[Problems to work on]
1. Edit the article on Iran's Kurdish unrest by rewriting the stretch from "The arrest of" through "intelligence official said." with "Kurdish activists" in place of "Kurdish politicians".
2. Answer these questions from the article on Iran's Kurdish unrest:
(a) In what year did Iran's Kurds rise up against the Islamic republic?
(b) At least how many people were killed in the attack on Iranian Kurdish dissidents' bases in northern Iraq?
(c) According to analysts' estimates, what share of Iran's population is Persian?
3. Please check each statement against the article on Iran's Kurdish unrest. Answer yes or no, and quote the words that decide it.
(a) Amini died in October.
(b) Washington condemned the attack as a violation of Iraq's sovereignty.
(c) Kurds and Baluchis are largely Shia Muslims.

When Masoud Barzani, a former president of Iraq’s Kurdistan province, offered his sympathy to the family of Mahsa Amini, an Iranian woman who died in custody after her alleged failure to observe the Islamic dress code, it sparked alarm at the heart of the Islamic republic.
Amini’s death in September triggered some of the biggest and longest-lasting anti-regime demonstrations yet in Iran. Some of the most intense protests have been in the Kurdish region from which Amini hailed and which has seen widespread strikes.
Iran’s hardline politicians fear lengthy unrest makes the country vulnerable to threats from ethnic separatists and Islamist insurgents.
“After Barzani’s phone call [to Amini’s family], the issue of protests [in Iran’s Kurdistan] literally turned into a separatist movement,” an unnamed senior intelligence official told the state-run Iran newspaper in October.
The Kurds are one of the world’s largest stateless populations and are concentrated in an area straddling Turkey, Iraq, Iran and Syria. They have long complained of marginalisation and have a history of rebelling against central governments in pursuit of greater autonomy or secession. Iran’s Kurds rose up against the newly fledged Islamic republic in 1979, demanding political autonomy, although they were suppressed.
In a sign of their concern, Iran’s military in September fired ballistic missiles and armed drones at the bases of Iranian Kurdish dissidents in northern Iraq to foil what was seen as a fresh separatist threat. At least 13 people were killed in an attack that Washington condemned as a violation of Iraq’s sovereignty.
In a statement last month that made clear their concern about separatist movements, Iran’s intelligence services said US intelligence was fuelling ethnic and religious divides and collaborating with exiled Kurdish groups. “Such [exiled] groups are enemies of Iran’s beloved, valiant ethnicity and are separatists who carry out missions given to them by the US and its abettors,” the statement said, referring to the banned Democratic Party of Iranian Kurdistan.
The arrest of Kurdish politicians in Iran and the attack on Iraqi Kurdistan had “helped Iran’s Kurdistan calm down”, the unnamed senior intelligence official said.
The official anxiety speaks to concerns in Tehran about separatist tensions. Persians account for about half of Iran’s population, analysts estimate, with Turks, Kurds, Arabs and Baluchi among the rest. Kurds and Baluchis are largely Sunni Muslims — a religious minority who believe they are discriminated against by Shia Muslim leaders in Iran.

[Extracted entries]
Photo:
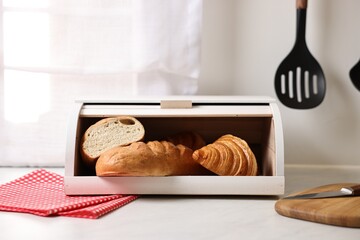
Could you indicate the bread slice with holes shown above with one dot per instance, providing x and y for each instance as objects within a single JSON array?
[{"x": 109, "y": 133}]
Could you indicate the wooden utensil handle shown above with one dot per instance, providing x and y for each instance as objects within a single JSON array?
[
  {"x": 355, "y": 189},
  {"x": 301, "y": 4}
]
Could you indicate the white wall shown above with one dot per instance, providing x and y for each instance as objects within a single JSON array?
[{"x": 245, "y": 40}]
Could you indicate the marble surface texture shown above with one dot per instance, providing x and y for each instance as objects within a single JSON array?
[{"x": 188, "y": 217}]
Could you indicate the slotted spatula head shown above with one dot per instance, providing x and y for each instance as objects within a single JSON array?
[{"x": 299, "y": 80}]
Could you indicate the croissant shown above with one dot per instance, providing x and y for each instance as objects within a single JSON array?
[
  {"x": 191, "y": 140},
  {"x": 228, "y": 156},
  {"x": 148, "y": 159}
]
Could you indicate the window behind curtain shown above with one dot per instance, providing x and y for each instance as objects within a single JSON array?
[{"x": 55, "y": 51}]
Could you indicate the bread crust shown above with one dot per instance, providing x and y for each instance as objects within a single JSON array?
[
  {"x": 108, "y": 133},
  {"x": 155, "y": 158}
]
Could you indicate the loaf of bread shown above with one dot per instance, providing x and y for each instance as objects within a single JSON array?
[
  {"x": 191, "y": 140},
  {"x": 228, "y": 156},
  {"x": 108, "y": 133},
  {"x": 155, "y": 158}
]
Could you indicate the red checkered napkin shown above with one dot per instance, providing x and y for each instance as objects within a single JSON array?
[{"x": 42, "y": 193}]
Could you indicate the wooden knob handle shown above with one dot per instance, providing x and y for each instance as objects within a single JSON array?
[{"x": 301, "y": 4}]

* * *

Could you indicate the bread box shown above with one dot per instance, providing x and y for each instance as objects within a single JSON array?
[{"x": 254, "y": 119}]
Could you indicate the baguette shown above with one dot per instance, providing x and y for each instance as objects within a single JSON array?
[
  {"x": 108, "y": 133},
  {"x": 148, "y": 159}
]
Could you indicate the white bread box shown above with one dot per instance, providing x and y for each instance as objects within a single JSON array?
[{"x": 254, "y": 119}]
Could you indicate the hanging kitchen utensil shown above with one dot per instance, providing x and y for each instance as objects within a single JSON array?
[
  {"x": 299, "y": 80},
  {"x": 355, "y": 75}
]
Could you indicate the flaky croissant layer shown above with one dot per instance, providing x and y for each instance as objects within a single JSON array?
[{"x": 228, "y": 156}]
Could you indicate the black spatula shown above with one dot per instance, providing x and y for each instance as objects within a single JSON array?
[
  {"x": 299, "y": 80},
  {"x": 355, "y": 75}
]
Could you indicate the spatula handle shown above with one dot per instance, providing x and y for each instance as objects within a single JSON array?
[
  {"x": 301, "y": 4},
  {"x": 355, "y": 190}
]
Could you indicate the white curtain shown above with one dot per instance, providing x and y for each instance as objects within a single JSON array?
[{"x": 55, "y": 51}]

* * *

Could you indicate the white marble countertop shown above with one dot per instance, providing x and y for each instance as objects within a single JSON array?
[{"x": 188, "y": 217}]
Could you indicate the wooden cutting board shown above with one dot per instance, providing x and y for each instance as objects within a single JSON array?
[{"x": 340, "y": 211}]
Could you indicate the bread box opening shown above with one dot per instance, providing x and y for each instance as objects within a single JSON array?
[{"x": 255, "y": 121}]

[Answers to each task]
1.
The arrest of Kurdish activists in Iran and the attack on Iraqi Kurdistan had “helped Iran’s Kurdistan calm down”, the unnamed senior intelligence official said.

2.
(a) 1979
(b) At least 13
(c) About half

3.
(a) No: "Amini’s death in September"
(b) Yes: "an attack that Washington condemned as a violation of Iraq’s sovereignty"
(c) No: "Kurds and Baluchis are largely Sunni Muslims"